— Excerpt provided —
“We appear to be on the Road to Serfdom, paved with green bricks rather than red bricks…. It is actually likely that the United States is now approaching State ownership of about 50 percent of all its land—a level of socialist land ownership unequalled in the world.”
It is a fabulous honor to receive the Julian Simon Memorial Award. Julian was one of the seminal thinkers of the 20th century—and one of the first to challenge the radical Greens’ attack on freedom and progress.
Simon demolished the limits to growth and the belief that human progress was bound in a Malthusian straitjacket, and limited by the known or presumably known physical supplies of natural resources. He argued that the ultimate resource was the limitless nature of man’s mind—his intelligence, innovation, discovery, and invention, constantly discovering and creating new resources where none had existed before. For instance, the looming scarcity of copper vanished with its replacement by abundant beach sand, by silica.
In the past decade, the doomsayers returned again, gleefully predicting the end of growth and the need to reduce population and living standards because of their long hoped-for exhaustion of fossil fuels and the arrival of peal oil and peak gas. But then to their dismay, they witnessed the ultimate resource, man’s intransigent mind, turn the Earth’s abundance of shale deposits into a potential cornucopia of oil and natural gas, requiring nothing more than a drill and water pressure—hydraulic fracing—to once more shatter the supposed limits to growth.
Private Environmentalism
I’ve been a conservationist and an avid birder (birdwatcher) for decades, as well as an advocate of free markets and property rights. In the late 1960s and early 1970s, I was president of a nature club and Audubon society chapter [1] at a time when the conventional wisdom—almost all of the environmental economists—argued that capitalism and the profit system were the cause of environmental degradation and the only solution was socialism or communism.
This coincided with the birth of Earth Day on Lenin’s birthday on April 22, 1970, when multitudes of college students, environmentalists, and liberals all argued that capitalism was destroying the planet.

— Jobs —
(a) For each statement below, say yes if the speech above agrees with it and no if it does not, and quote the words of the speech that decide it. (i) The speaker was president of a nature club and Audubon society chapter in the late 1960s and early 1970s. (ii) The speech places the birth of Earth Day on April 22, 1970. (iii) Simon held that the ultimate resource was the known physical supply of natural resources.
(b) According to the speech above, what replaced copper and ended its looming scarcity?
(c) Repeat word for word the part of the speech above that opens with the words containing "Private Environmentalism" and closes with "socialism or communism.".

— Data records —
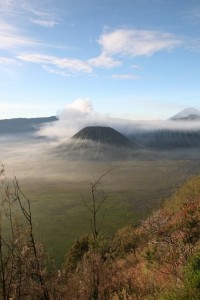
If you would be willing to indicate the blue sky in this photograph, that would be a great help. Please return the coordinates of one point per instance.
(134, 59)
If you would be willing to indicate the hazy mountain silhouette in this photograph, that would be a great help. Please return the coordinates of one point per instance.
(188, 114)
(23, 125)
(97, 143)
(103, 135)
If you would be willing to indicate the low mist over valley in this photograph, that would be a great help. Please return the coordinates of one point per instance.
(56, 159)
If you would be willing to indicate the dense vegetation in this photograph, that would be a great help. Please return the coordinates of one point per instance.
(160, 259)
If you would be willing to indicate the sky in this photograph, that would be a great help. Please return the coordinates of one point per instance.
(128, 59)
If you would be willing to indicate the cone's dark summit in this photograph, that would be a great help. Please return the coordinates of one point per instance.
(104, 135)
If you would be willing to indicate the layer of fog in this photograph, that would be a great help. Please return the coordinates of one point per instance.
(80, 113)
(28, 157)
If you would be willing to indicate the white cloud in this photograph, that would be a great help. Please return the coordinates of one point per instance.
(74, 65)
(72, 118)
(55, 71)
(43, 18)
(125, 76)
(104, 61)
(7, 61)
(134, 42)
(11, 39)
(44, 23)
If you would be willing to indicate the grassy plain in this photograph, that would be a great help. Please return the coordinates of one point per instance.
(133, 189)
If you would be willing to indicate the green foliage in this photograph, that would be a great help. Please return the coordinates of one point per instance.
(76, 252)
(192, 273)
(126, 240)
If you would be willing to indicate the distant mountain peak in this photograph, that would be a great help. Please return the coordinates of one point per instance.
(189, 114)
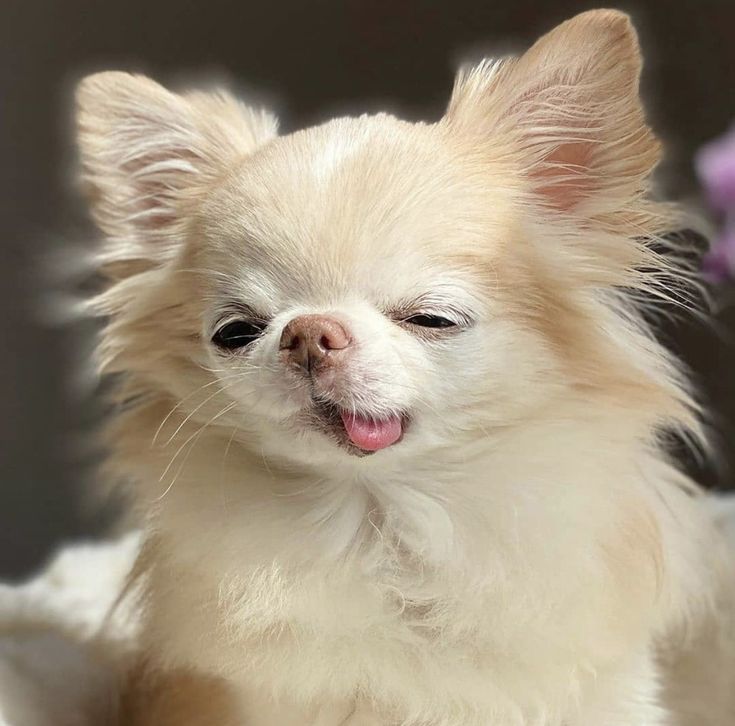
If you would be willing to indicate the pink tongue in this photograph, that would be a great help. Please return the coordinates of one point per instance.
(372, 435)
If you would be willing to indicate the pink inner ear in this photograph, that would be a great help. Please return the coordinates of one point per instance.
(565, 176)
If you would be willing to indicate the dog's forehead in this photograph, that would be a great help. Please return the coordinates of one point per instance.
(354, 202)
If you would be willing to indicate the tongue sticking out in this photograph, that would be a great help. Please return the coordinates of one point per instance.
(369, 434)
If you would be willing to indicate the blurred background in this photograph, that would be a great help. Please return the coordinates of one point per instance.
(309, 59)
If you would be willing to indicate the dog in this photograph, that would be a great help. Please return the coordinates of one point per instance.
(390, 412)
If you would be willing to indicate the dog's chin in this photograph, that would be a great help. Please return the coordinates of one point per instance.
(326, 419)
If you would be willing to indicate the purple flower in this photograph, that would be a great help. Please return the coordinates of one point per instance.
(715, 165)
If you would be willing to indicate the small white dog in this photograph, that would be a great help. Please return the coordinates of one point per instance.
(390, 412)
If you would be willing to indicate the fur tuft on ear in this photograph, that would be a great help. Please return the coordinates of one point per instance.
(148, 154)
(569, 110)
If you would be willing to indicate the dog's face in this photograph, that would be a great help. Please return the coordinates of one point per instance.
(353, 301)
(372, 285)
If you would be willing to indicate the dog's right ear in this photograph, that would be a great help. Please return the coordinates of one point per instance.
(148, 155)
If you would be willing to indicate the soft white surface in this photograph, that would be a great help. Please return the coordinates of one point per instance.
(48, 676)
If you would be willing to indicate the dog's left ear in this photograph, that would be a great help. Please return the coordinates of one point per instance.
(148, 156)
(569, 112)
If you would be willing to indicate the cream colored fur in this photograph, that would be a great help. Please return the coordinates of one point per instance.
(527, 554)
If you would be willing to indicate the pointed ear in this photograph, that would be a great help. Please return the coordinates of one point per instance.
(148, 154)
(569, 110)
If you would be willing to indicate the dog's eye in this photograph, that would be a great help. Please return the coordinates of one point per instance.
(238, 334)
(431, 321)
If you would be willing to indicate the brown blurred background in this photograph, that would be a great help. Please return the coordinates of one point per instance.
(310, 59)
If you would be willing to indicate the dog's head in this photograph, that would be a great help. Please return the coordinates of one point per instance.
(372, 285)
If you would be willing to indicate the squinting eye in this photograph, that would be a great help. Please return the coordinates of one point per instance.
(238, 334)
(430, 321)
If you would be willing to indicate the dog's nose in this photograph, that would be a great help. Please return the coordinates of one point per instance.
(312, 341)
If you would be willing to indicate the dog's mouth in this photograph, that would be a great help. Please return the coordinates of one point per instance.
(358, 433)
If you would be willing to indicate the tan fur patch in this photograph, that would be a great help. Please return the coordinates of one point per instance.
(176, 698)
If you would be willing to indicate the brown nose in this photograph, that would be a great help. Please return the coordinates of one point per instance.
(311, 341)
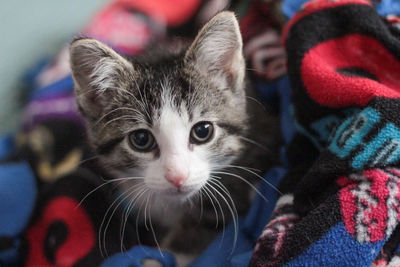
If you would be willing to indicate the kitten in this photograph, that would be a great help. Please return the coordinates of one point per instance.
(169, 122)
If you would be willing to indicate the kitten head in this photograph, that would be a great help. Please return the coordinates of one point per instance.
(168, 122)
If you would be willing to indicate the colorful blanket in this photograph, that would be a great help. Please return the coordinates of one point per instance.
(339, 175)
(341, 195)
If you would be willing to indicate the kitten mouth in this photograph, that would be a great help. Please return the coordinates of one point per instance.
(180, 192)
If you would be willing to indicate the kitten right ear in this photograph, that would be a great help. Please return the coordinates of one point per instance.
(97, 70)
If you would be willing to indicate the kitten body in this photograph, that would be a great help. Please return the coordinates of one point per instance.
(191, 104)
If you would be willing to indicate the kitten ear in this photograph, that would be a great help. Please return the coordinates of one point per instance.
(97, 70)
(217, 49)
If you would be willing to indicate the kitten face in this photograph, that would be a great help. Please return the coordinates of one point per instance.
(168, 122)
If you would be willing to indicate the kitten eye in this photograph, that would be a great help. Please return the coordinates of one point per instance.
(201, 132)
(142, 140)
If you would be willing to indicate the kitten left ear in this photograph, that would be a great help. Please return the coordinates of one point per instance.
(217, 49)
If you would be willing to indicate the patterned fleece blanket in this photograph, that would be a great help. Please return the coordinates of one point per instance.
(341, 196)
(339, 176)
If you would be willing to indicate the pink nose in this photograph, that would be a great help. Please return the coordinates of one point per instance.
(176, 180)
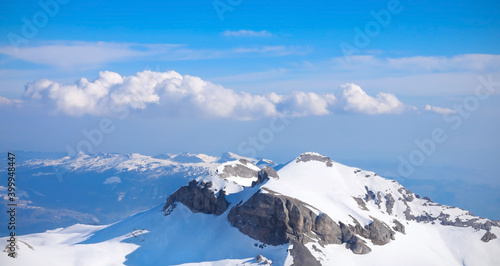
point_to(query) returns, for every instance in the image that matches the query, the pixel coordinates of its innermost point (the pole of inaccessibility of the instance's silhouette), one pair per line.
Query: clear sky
(406, 88)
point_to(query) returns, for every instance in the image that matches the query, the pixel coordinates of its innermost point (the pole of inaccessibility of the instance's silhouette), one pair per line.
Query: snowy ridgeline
(239, 211)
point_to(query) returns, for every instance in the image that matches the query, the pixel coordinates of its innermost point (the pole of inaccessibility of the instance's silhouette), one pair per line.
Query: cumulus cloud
(174, 95)
(9, 102)
(356, 100)
(439, 110)
(247, 33)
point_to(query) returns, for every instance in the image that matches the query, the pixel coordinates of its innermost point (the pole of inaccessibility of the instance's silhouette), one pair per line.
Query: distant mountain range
(232, 210)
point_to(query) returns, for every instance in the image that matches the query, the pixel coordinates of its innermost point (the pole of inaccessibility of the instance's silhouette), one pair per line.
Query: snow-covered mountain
(312, 211)
(56, 190)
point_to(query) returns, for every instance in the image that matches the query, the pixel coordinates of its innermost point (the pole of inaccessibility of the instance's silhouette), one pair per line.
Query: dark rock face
(353, 242)
(361, 203)
(198, 199)
(264, 175)
(277, 219)
(488, 236)
(389, 203)
(301, 255)
(314, 157)
(379, 232)
(239, 170)
(398, 227)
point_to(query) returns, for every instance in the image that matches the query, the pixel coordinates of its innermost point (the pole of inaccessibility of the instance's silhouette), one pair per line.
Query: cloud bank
(175, 95)
(356, 100)
(439, 110)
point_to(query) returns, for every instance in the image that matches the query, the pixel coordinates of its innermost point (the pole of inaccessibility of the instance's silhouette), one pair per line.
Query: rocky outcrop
(198, 198)
(353, 242)
(488, 236)
(277, 219)
(264, 174)
(398, 227)
(306, 157)
(379, 232)
(301, 255)
(239, 169)
(389, 203)
(361, 203)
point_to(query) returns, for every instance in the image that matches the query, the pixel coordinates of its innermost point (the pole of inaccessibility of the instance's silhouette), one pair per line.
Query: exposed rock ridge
(277, 219)
(306, 157)
(198, 198)
(240, 170)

— Full answers —
(a)
(i) Yes: "In the late 1960s and early 1970s, I was president of a nature club and Audubon society chapter"
(ii) Yes: "the birth of Earth Day on Lenin’s birthday on April 22, 1970"
(iii) No: "the ultimate resource was the limitless nature of man’s mind"

(b) Abundant beach sand, that is, silica.

(c)
Private Environmentalism
I’ve been a conservationist and an avid birder (birdwatcher) for decades, as well as an advocate of free markets and property rights. In the late 1960s and early 1970s, I was president of a nature club and Audubon society chapter [1] at a time when the conventional wisdom—almost all of the environmental economists—argued that capitalism and the profit system were the cause of environmental degradation and the only solution was socialism or communism.